-- start PASSAGE TO READ --

Though the blockade was immediately resumed and rendered stricter than before, yet this escape of the despot brought considerable discredit on Herakleides. Probably the Dionian partisans were not sparing in their reproach. To create for himself fresh popularity, Herakleides warmly espoused the proposition of a citizen named Hippo, for a fresh division of landed property; a proposition, which, considering the sweeping alteration of landed property made by the Dionysian dynasty, we may well conceive to have been recommended upon specious grounds of retributive justice, as well as upon the necessity of providing for poor citizens. Dion opposed the motion strenuously, but was outvoted. Other suggestions also, yet more repugnant to him, and even pointed directly against him, were adopted. Lastly, Herakleides, enlarging upon his insupportable arrogance, prevailed upon the people to decree that new generals should be appointed, and that the pay due to the Dionian soldiers, now forming a large arrear, should not be liquidated out of the public purse.[226]
It was towards midsummer that Dion was thus divested of his command, about nine months after his arrival at Syracuse.[227] Twenty-five new generals were named, of whom Herakleides was one.

-- end PASSAGE TO READ --

(PROBLEM SET)
1. In the passage, how many new generals were named after Dion lost his command?
2. Report every line of the rows below that contains the string "front", treating case as significant.

-- start DATASET ENTRIES --

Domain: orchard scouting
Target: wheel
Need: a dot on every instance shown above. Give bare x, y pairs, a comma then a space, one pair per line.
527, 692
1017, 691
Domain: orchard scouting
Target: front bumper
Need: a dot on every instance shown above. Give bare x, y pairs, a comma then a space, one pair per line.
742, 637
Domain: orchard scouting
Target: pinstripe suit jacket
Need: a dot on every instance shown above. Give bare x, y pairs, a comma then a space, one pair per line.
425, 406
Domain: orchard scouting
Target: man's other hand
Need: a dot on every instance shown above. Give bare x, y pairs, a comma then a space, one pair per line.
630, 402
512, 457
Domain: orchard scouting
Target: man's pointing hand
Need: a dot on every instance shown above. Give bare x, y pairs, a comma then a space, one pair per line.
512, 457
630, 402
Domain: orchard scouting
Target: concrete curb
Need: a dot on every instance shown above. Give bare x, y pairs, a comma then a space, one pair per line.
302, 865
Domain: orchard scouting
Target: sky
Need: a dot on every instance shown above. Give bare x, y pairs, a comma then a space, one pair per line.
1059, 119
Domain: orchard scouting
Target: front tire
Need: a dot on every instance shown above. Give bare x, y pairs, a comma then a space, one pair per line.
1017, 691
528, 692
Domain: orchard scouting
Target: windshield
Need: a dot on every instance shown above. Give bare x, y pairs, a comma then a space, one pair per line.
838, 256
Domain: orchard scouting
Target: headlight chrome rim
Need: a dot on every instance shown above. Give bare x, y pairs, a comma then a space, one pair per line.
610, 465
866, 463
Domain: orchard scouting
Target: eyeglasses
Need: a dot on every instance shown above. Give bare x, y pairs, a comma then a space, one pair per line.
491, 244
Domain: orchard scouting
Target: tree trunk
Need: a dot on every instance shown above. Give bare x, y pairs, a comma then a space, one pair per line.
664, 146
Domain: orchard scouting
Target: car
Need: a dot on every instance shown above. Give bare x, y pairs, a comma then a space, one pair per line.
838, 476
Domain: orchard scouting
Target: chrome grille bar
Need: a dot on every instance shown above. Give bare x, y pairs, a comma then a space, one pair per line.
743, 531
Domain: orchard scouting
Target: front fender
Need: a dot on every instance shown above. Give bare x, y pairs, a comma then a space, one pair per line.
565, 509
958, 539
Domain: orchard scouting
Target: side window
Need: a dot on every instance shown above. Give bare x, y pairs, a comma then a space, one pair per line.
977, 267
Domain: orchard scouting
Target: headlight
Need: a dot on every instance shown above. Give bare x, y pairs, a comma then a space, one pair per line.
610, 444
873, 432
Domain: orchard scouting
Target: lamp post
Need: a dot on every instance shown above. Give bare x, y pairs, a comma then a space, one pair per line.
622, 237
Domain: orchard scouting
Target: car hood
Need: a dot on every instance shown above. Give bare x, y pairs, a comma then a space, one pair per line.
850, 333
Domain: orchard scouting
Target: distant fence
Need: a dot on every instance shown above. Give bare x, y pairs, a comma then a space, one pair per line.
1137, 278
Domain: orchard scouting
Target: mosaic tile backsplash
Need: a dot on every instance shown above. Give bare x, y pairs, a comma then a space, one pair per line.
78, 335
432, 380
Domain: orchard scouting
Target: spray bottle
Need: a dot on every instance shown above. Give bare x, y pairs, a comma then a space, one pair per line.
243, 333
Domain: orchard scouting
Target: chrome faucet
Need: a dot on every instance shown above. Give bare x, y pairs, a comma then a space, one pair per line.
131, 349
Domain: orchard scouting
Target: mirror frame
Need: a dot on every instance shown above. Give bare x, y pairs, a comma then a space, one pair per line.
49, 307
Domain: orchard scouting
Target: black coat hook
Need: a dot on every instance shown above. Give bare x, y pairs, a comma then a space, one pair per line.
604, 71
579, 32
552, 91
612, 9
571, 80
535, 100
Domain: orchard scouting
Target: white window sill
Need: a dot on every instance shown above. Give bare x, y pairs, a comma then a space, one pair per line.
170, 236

-- end DATASET ENTRIES --

(SOLUTIONS BELOW)
1. Twenty-five new generals were named.

2.
Target: front bumper
Target: front tire
Target: front fender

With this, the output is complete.